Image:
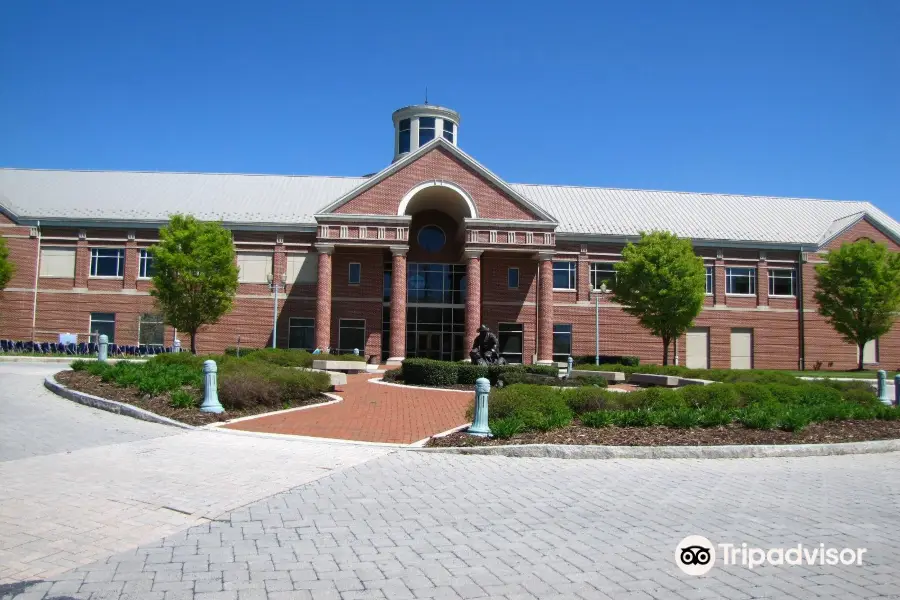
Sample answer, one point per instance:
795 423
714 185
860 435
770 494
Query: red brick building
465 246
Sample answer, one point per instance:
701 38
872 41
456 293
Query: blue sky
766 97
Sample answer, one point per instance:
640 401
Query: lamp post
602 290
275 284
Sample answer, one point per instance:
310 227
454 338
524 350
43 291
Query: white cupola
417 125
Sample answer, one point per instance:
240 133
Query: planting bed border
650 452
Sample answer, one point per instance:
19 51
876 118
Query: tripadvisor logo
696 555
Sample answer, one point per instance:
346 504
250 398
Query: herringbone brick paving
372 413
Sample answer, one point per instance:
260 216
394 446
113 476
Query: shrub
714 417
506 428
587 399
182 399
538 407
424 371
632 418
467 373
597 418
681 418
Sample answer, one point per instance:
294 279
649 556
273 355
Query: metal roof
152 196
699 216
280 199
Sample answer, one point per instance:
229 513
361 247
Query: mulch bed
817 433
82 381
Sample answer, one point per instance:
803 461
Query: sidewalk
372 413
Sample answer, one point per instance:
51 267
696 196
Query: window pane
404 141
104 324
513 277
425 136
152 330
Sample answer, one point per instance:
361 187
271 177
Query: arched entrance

* _YOUR INSTRUCTIONS_
Retype the records exactly. Any image in them should not appear in what you write.

* _SOLVED EXERCISE_
Image:
Sample answer, one point per instance:
795 423
714 185
860 435
770 494
Query: red brick building
465 246
Sample answer, one point per instance:
701 38
872 41
456 293
Query: blue sky
766 97
Sample answer, one point per instance:
640 401
Query: lamp post
602 290
275 284
Sample answer, one point per instance:
310 227
454 338
524 350
43 291
Query: white cupola
417 125
Sample answer, one point per instance:
240 133
Query: planting bed border
650 452
Sample answer, one point per instance:
19 51
876 118
Query: tripadvisor logo
696 555
Sample answer, one point per instance:
346 504
250 398
Query: herringbone brick paving
372 413
Sample answer, one point per instance:
260 216
394 446
113 476
Query: shrub
714 417
506 428
587 399
182 399
538 407
424 371
632 418
467 373
597 418
681 418
Sample answer, one point per instance:
294 279
649 556
273 355
Query: metal roof
152 196
699 216
280 199
Sample answer, one point per instance:
229 513
361 247
Query: mulch bed
817 433
82 381
Sample answer, one point per instance:
803 461
Query: sidewalk
372 413
Sample answer, one point per instance:
51 267
696 196
Query: window pane
404 141
104 324
513 277
425 136
152 330
Sample answer, one point per instance:
361 187
271 177
Query: arched entrance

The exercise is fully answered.